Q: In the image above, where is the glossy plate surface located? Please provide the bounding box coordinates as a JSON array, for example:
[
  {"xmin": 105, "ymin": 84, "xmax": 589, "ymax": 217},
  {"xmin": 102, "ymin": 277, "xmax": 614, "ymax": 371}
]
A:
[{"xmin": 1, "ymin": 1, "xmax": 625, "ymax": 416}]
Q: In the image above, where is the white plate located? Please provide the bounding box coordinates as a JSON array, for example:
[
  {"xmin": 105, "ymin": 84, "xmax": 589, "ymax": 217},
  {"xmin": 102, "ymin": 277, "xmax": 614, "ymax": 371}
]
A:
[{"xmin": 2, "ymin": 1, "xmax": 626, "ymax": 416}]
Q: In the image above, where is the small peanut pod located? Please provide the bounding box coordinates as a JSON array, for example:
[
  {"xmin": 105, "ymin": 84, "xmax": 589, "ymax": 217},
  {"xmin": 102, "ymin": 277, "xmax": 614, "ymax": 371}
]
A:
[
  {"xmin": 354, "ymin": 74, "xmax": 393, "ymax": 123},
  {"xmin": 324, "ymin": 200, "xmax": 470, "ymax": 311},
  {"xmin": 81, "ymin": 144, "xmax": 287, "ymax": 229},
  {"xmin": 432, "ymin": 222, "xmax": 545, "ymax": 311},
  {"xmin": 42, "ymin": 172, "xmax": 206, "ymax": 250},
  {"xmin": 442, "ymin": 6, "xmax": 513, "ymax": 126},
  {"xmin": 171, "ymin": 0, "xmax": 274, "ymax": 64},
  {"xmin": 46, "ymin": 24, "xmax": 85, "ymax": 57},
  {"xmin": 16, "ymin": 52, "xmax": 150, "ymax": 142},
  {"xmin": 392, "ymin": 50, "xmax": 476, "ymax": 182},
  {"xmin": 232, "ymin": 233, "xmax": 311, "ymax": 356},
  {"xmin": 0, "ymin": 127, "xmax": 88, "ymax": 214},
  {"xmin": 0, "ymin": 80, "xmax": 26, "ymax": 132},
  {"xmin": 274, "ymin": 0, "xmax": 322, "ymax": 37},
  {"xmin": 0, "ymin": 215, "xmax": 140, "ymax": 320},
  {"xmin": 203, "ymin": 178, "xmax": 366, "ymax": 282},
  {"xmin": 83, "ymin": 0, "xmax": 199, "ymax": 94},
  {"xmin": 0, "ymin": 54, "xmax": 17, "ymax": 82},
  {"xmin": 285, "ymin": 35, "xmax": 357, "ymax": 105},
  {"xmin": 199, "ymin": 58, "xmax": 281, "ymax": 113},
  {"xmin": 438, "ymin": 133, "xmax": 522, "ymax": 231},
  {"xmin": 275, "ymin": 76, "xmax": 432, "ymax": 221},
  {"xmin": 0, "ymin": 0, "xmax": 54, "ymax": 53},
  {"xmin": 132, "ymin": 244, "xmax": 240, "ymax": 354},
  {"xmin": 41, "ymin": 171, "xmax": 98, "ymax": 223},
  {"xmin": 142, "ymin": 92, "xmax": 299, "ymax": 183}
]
================================
● **Task brief**:
Every line of the data should be output exactly as it was given.

● **Response to this exercise**:
Q: In the image above, where is the glossy plate surface located? Please provide the bounding box coordinates as a JSON array, for example:
[
  {"xmin": 105, "ymin": 84, "xmax": 589, "ymax": 217},
  {"xmin": 102, "ymin": 277, "xmax": 614, "ymax": 371}
]
A:
[{"xmin": 1, "ymin": 1, "xmax": 625, "ymax": 416}]
Q: In the image above, where is the white plate located? Please provide the bounding box coordinates as a JSON array, for example:
[
  {"xmin": 105, "ymin": 84, "xmax": 589, "ymax": 217},
  {"xmin": 102, "ymin": 277, "xmax": 614, "ymax": 371}
]
A:
[{"xmin": 2, "ymin": 1, "xmax": 626, "ymax": 416}]
Q: In the image above, where is the small peanut pod located? Please provide the bounding box coordinates as a JSON array, for example:
[
  {"xmin": 105, "ymin": 84, "xmax": 589, "ymax": 217},
  {"xmin": 102, "ymin": 277, "xmax": 614, "ymax": 371}
]
A:
[
  {"xmin": 354, "ymin": 74, "xmax": 393, "ymax": 123},
  {"xmin": 324, "ymin": 200, "xmax": 470, "ymax": 311},
  {"xmin": 81, "ymin": 144, "xmax": 287, "ymax": 229},
  {"xmin": 432, "ymin": 222, "xmax": 545, "ymax": 311},
  {"xmin": 42, "ymin": 172, "xmax": 206, "ymax": 250},
  {"xmin": 442, "ymin": 6, "xmax": 513, "ymax": 126},
  {"xmin": 171, "ymin": 0, "xmax": 274, "ymax": 64},
  {"xmin": 46, "ymin": 24, "xmax": 85, "ymax": 57},
  {"xmin": 16, "ymin": 52, "xmax": 150, "ymax": 142},
  {"xmin": 392, "ymin": 50, "xmax": 476, "ymax": 182},
  {"xmin": 232, "ymin": 233, "xmax": 311, "ymax": 356},
  {"xmin": 0, "ymin": 127, "xmax": 88, "ymax": 214},
  {"xmin": 0, "ymin": 80, "xmax": 26, "ymax": 132},
  {"xmin": 274, "ymin": 0, "xmax": 322, "ymax": 37},
  {"xmin": 0, "ymin": 215, "xmax": 140, "ymax": 320},
  {"xmin": 203, "ymin": 178, "xmax": 366, "ymax": 282},
  {"xmin": 83, "ymin": 0, "xmax": 199, "ymax": 94},
  {"xmin": 0, "ymin": 54, "xmax": 17, "ymax": 82},
  {"xmin": 285, "ymin": 35, "xmax": 357, "ymax": 105},
  {"xmin": 199, "ymin": 58, "xmax": 281, "ymax": 113},
  {"xmin": 438, "ymin": 133, "xmax": 522, "ymax": 231},
  {"xmin": 275, "ymin": 76, "xmax": 432, "ymax": 221},
  {"xmin": 0, "ymin": 0, "xmax": 54, "ymax": 53},
  {"xmin": 132, "ymin": 244, "xmax": 240, "ymax": 354},
  {"xmin": 41, "ymin": 171, "xmax": 98, "ymax": 223},
  {"xmin": 142, "ymin": 92, "xmax": 299, "ymax": 183}
]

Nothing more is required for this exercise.